→ **Extrait cité**:
= = = = =

L'élément déterminant pour l'emplacement de ces stations était la présence d'eau, qui, dans le désert du Néguev, n'est présente que durant l'hiver pluvieux et ses crues saisonnières. En effet, dans cette région du Néguev, les précipitations annuelles n'atteignent qu'environ 80 mm : la pluie est insuffisante, mais les crues torrentielles permettent de remplir les citernes et de tenir plusieurs mois. Les Nabatéens traversaient ces déserts à la période propice de l'année.
Voici un bref historique de ce peuple ancien et d'Avdat, principal site archéologique nabatéen que vous pourrez visiter en Israël si vous explorez le sud du pays.
Histoire des Nabatéens
Selon la tradition, les Nabatéens descendaient d'un patriarche biblique nommé Nebaïoth, fils aîné d'Ismaël, fils d'Abraham (pour plus d'informations, cliquez ici et consultez l'année 1589 av. J.-C.). Ils avaient développé leur commerce à travers les déserts de la péninsule arabique, de la même manière qu'un peuple biblique voisin, les Madianites, également descendants d'Ismaël, avaient développé leur commerce à travers la péninsule du Sinaï vers l'Égypte. Leur existence est mentionnée dans la Bible lorsque Joseph fut vendu par ses frères :
Des marchands madianites passèrent par là ; ils retirèrent Joseph de la fosse et le vendirent aux Ismaélites pour vingt sicles d'argent. Ceux-ci l'emmenèrent en Égypte. (Genèse 37:28)
Il est à noter que le prix payé pour Joseph, 20 sicles d'argent, correspondait effectivement au prix d'un esclave mâle dans l'Antiquité. Le prix est mentionné dans la Bible :
Si l’enfant a entre cinq et vingt ans, son estimation sera de vingt sicles pour le garçon et de dix sicles pour la fille. (Lévitique 27:5)
Plus de mille ans plus tard, Judas reçut trente pièces d’argent pour trahir Jésus, soit environ le prix d’un esclave :
Alors l’un des douze [disciples], celui qu’on appelait Judas Iscariote, alla trouver les grands prêtres et leur demanda : “Que me donnerez-vous si je vous le livre [Jésus] ?” Ils lui comptèrent trente pièces d’argent. (Matthieu 26:14-15)
À partir du Ve siècle avant notre ère, les Nabatéens étendirent leur influence jusqu’aux rivages de la mer Méditerranée, principalement vers le port de Gaza (pour l’histoire de l’ancienne Gaza, cliquez ici). Ils purent le faire car la région du Levant avait été dévastée par les invasions successives des Assyriens et des Babyloniens. Les anciens royaumes d'Aram, de Phénicie, de Samarie, de Juda et de Philistie furent entièrement anéantis et leurs populations déplacées. Les Nabatéens comblèrent le vide dans la région désertique du sud en établissant des comptoirs le long des routes nomades et en reconstruisant un port à Gaza pour exporter leurs marchandises précieuses. Leur capitale était Pétra, dans l'actuelle Jordanie, située à la frontière entre les anciens royaumes de Moab et d'Édom.

= = = = =

→ **Énoncé**: Reprenez le texte sur l'histoire des Nabatéens juste après sa dernière phrase et prolongez-le dans le même style.

→ **Jeu de données**:
= = = = =

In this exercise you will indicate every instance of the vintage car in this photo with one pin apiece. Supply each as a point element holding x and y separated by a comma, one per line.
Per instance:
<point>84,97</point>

= = = = =

→ **Corrigé**:
Avec la période perse, la paix régna sur un vaste empire homogène composé de 127 provinces. À cette époque, la province de Judée commença à se reconstruire avec le retour des Judéens (Juifs) à Sion (Jérusalem). De leur côté, les Nabatéens purent développer davantage leur commerce, sous la protection de l'empire perse, bientôt suivis par les royaumes hellénistiques.
En 142 av. J.-C., le peuple de Judée s'affranchit de ses souverains hellénistiques et fonda le royaume hasmonéen. En 103 av. J.-C., Alexandre Jannaï, roi hasmonéen, conquit le port de Gaza et le nord du Néguev afin de taxer le lucratif commerce nabatéen. Cependant, les relations entre Hasmonéens et Nabatéens étaient bonnes, fondées sur un commerce équilibré. En 65 av. J.-C., Arétas, roi des Nabatéens, s'allia à Antipater et Hyrcan contre Aristobole lors de la guerre civile de succession en Judée.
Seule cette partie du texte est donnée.